- _Problem to solve_: Find the line that contains "Identify the zipper". Repeat that line and all lines following it, exactly, through the end of the listing below.

[Records from a collection]
__________________________________________________
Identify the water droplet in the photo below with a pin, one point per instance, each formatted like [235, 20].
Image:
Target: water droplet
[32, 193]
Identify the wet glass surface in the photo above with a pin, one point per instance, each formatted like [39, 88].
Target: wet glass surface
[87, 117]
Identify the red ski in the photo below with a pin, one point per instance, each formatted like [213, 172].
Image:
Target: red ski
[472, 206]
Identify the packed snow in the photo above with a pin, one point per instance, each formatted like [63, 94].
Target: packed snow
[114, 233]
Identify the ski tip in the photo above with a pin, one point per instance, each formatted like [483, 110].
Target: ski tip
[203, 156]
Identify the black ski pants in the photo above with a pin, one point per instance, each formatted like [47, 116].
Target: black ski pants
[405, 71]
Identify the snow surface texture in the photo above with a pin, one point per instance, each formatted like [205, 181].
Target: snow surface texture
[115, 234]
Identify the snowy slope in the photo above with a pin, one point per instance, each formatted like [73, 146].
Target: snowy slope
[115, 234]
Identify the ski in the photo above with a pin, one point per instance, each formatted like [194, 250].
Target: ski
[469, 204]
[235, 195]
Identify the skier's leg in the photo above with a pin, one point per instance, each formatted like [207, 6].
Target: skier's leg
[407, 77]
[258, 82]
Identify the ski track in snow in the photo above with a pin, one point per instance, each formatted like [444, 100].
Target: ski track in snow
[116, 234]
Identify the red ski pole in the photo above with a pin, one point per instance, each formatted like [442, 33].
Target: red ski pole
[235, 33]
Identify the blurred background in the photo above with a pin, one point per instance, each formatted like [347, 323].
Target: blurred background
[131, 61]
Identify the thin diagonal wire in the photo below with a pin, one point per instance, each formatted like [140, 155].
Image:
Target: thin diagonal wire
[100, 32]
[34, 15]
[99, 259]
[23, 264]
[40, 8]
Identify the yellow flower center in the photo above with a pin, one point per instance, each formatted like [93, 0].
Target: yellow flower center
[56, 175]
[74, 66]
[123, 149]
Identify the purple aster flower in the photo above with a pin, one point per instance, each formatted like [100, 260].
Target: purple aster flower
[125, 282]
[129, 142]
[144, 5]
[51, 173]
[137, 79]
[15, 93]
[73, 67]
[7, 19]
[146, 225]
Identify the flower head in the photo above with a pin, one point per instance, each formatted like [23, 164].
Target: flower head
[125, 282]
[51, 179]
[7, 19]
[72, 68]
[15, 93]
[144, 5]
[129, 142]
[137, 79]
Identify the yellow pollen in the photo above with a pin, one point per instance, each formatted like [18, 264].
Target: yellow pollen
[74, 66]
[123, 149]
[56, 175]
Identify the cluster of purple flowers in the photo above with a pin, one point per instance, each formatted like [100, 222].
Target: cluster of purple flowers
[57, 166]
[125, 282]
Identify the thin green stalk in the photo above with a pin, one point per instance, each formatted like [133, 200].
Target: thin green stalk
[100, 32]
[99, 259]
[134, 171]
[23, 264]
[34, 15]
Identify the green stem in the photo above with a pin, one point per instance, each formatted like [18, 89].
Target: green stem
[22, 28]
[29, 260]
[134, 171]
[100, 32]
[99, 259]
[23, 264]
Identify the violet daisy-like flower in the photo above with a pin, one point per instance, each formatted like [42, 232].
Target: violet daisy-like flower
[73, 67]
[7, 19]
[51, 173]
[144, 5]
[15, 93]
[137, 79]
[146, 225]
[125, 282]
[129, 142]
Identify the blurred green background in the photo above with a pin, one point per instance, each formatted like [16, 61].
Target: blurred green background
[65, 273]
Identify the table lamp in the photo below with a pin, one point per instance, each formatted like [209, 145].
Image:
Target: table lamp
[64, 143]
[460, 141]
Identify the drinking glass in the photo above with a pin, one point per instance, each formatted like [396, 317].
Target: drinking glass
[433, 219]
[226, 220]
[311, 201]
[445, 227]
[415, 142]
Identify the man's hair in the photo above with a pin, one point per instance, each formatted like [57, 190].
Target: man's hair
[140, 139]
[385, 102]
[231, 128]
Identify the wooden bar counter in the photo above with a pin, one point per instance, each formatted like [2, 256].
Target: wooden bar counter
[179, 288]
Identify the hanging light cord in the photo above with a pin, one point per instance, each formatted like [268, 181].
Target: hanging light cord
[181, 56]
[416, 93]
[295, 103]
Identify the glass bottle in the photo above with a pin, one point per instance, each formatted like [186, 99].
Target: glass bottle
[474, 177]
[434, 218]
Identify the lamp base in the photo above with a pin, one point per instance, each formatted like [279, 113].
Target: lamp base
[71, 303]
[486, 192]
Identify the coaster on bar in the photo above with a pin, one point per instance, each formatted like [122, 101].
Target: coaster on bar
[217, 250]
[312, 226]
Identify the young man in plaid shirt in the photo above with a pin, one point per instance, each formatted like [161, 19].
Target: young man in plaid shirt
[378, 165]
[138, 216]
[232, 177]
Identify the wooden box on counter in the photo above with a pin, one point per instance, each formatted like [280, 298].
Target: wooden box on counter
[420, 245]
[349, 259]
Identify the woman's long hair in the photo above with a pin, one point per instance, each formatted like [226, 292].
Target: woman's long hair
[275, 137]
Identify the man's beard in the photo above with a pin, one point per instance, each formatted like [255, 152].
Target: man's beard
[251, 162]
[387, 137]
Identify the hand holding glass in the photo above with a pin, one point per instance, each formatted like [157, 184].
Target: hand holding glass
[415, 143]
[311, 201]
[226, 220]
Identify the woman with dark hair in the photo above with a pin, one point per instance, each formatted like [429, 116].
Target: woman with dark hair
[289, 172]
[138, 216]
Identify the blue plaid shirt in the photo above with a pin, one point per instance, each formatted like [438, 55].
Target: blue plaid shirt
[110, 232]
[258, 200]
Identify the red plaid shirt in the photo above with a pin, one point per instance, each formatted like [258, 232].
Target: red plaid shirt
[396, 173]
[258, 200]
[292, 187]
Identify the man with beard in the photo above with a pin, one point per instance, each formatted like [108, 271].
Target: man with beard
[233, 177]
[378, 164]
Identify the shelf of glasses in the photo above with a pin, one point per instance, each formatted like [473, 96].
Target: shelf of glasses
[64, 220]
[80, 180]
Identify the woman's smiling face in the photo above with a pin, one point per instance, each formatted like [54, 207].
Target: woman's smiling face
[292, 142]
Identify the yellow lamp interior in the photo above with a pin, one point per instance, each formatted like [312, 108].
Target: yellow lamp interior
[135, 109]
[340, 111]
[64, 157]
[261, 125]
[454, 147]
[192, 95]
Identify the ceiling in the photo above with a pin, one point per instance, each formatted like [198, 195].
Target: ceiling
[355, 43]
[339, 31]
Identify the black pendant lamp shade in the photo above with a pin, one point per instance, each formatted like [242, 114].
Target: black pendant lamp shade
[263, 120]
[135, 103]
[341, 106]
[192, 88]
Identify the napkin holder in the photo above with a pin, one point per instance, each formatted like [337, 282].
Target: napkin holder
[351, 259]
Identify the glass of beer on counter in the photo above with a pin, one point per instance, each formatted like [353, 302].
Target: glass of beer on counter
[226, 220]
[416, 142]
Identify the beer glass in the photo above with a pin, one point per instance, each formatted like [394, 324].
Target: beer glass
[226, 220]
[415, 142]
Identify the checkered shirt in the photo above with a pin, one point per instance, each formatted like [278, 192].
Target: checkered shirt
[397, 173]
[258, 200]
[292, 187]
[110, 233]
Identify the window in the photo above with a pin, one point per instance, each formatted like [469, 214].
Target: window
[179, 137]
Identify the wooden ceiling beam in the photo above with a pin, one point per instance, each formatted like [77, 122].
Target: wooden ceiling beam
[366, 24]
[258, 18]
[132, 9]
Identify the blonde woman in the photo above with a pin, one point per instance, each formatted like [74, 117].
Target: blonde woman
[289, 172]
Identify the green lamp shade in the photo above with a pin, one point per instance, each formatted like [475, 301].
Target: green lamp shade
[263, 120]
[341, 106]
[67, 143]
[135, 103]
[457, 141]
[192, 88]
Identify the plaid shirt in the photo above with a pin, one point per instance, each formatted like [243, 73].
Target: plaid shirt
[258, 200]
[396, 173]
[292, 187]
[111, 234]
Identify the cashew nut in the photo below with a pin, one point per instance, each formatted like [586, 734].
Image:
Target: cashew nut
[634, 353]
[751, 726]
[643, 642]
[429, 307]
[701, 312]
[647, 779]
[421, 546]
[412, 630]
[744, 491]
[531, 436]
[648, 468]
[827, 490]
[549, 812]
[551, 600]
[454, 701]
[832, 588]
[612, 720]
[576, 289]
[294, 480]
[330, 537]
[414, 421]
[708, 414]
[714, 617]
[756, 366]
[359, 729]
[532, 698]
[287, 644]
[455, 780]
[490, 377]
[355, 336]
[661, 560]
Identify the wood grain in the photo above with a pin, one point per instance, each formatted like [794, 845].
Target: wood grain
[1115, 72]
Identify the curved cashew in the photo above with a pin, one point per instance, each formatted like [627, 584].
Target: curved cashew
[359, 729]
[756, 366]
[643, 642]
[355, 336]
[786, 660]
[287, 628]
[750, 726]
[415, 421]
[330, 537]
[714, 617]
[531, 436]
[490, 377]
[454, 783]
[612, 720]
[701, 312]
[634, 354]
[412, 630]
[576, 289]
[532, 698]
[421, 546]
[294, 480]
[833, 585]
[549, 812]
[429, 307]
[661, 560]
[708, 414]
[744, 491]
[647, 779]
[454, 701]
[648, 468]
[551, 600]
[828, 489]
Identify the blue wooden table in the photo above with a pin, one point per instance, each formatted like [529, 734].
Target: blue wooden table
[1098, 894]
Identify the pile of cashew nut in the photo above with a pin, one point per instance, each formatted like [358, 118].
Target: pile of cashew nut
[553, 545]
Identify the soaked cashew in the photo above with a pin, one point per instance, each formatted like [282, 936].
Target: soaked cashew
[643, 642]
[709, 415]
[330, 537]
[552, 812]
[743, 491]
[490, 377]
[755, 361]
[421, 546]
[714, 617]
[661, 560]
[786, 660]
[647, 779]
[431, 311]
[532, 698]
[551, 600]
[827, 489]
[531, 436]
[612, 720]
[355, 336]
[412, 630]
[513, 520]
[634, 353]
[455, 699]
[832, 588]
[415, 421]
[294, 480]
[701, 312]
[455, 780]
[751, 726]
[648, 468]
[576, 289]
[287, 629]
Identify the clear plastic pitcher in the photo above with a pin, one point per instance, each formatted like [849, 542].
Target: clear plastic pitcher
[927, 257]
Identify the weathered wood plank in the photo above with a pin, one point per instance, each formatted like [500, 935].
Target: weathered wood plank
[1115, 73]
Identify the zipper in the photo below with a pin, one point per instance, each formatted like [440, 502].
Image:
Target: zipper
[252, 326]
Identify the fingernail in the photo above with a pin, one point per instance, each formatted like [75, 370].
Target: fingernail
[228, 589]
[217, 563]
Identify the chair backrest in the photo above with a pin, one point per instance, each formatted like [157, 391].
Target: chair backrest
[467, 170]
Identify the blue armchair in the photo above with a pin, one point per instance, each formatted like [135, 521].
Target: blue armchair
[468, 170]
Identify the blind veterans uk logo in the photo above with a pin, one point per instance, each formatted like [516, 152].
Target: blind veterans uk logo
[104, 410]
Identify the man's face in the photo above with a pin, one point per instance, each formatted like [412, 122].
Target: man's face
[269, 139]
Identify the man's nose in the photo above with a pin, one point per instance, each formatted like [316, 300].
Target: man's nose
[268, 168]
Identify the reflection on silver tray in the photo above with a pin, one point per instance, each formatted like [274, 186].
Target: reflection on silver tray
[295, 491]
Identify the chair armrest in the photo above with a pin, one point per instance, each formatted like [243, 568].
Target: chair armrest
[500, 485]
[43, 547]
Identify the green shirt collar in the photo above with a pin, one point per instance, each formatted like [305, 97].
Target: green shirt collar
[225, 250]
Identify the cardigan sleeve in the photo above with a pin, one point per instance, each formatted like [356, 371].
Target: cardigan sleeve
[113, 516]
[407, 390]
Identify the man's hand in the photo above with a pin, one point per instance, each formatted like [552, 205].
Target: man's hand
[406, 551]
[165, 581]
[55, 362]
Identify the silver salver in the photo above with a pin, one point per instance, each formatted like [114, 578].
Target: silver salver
__________________________________________________
- _Solved exercise_:
Identify the zipper in the photo below with a pin, one point per instance, each formatted like [440, 502].
Image:
Target: zipper
[252, 326]
Identify the fingernail in the photo above with a pin, one point per instance, each formatted like [75, 370].
Target: fingernail
[228, 589]
[217, 563]
Identify the chair backrest in the photo above with a pin, one point per instance, each formatted like [157, 391].
Target: chair backrest
[467, 170]
Identify the blue armchair in the photo above with a pin, one point per instance, each formatted like [135, 521].
Target: blue armchair
[468, 170]
Identify the blind veterans uk logo in the photo above with a pin, one point per instance, each formatted like [516, 152].
Target: blind veterans uk logo
[104, 410]
Identify the man's face in the photo above with a pin, one point per instance, each formatted like [412, 122].
Target: man's face
[269, 139]
Identify the man's nose in the photo above with a pin, one point per instance, each formatted like [316, 300].
Target: man's nose
[268, 168]
Identify the reflection on silver tray in the photo above with a pin, one point per instance, each formatted like [274, 186].
Target: reflection on silver tray
[295, 491]
Identify the chair armrest in the photo above with a pin, one point per instance, each formatted like [243, 568].
Target: chair armrest
[500, 485]
[43, 547]
Identify the green shirt collar in the photo above with a pin, one point per instance, each formatted like [305, 97].
Target: green shirt collar
[225, 250]
Identify the cardigan sleeve in the photo above with a pin, one point per instance, each formatted like [356, 371].
Target: cardigan sleeve
[113, 516]
[407, 390]
Identify the man's hand in the photo above with a pin, one point per instance, each formatted like [552, 205].
Target: man's hand
[406, 551]
[165, 581]
[55, 362]
Identify the silver salver in the photo above with a pin, one point per instance, each formatted like [114, 578].
Target: silver salver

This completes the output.